#### [Challenge]
Can you reproduce the data beneath, keeping every line exact?

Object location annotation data
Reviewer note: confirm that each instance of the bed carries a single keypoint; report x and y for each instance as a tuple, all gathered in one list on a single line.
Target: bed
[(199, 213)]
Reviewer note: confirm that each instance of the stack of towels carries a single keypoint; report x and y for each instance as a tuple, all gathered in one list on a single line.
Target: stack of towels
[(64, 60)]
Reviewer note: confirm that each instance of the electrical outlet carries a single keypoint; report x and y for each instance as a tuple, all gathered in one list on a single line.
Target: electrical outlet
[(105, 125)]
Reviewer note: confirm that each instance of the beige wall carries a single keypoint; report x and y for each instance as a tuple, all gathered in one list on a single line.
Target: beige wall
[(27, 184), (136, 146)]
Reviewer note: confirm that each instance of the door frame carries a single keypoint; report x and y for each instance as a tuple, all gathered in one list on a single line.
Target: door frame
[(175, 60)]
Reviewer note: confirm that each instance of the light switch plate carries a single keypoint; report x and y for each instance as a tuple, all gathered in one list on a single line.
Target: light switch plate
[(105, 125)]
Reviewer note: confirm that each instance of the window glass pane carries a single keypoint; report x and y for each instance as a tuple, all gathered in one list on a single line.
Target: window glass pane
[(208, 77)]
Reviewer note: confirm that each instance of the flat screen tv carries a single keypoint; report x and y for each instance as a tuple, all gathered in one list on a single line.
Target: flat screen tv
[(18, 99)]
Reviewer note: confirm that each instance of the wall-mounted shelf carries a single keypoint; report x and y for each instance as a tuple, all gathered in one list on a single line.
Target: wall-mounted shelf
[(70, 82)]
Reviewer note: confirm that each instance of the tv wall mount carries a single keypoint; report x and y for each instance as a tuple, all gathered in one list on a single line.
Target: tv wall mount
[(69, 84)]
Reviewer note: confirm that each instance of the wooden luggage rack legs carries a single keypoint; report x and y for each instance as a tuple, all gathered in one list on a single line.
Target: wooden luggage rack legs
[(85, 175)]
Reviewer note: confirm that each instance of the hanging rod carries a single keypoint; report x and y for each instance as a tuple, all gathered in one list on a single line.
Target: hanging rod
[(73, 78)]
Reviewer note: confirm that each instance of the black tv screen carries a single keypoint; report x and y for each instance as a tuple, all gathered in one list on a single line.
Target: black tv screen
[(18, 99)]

#### [Solution for this task]
Reviewer note: confirm that each instance of the bed carries a single keypoint; report x and y for each instance as a tuple, all gathered in one list on a single line.
Target: bed
[(199, 213)]
Reviewer note: confirm that each instance of the stack of towels carries a single keypoint; report x and y for each instance as a tuple, all gathered in one list on a single line.
Target: stack of towels
[(64, 60)]
Reviewer note: confirm that each instance of the electrical outlet carries a single keypoint; report x and y for each instance as a tuple, all gathered in one list on a single line.
Target: electrical outlet
[(105, 125)]
Reviewer note: confirm that each instance of the beige wall carries a single keypoint; report x and y for each instance as a tuple, all gathered in one list on a single line.
Target: beige wall
[(27, 184), (136, 146)]
Reviewer note: confirm that each instance of the door frame carries a single keypoint; report x and y for each instance as a tuple, all gathered in one list on a single line.
Target: door frame
[(175, 60)]
Reviewer note: confirm that each instance of the light switch plate carries a single keypoint; report x and y for each instance as a tuple, all gathered in one list on a single line.
Target: light switch plate
[(105, 125)]
Reviewer note: confirm that each instance of the window glass pane carries a single keypoint; report x and y for each instance as a tuple, all gathered in one list on a single line.
Target: window glass pane
[(208, 77)]
Reviewer note: confirm that each instance of the flat screen tv carries a single keypoint; report x and y for each instance as a tuple, all gathered in one list on a single line.
Target: flat screen tv
[(18, 99)]
Reviewer note: confirm that each instance of the wall-mounted shelf carries a single keypoint; report x and y for each instance as a tuple, all gathered in one list on a single line.
Target: wall-mounted shelf
[(70, 82)]
Reviewer note: confirm that each instance of the tv wall mount carries a single keypoint; report x and y for each instance as a tuple, all gathered in one list on a single line.
Target: tv wall mount
[(69, 84)]
Reviewer note: confirm that each instance of the wooden luggage rack legs carries a single keypoint; report x and y for each instance as a tuple, all gathered in one list on a single line.
Target: wooden luggage rack legs
[(85, 175)]
Reviewer note: confirm that each instance of the hanging rod carries a single keypoint; report x and y for each instance as a tuple, all gathered in one list on a single line.
Target: hanging rod
[(73, 78)]
Reviewer note: confirm that each instance of the black tv screen carries a single keypoint; report x and y for each instance as a tuple, all gathered in one list on a single line.
Target: black tv screen
[(18, 99)]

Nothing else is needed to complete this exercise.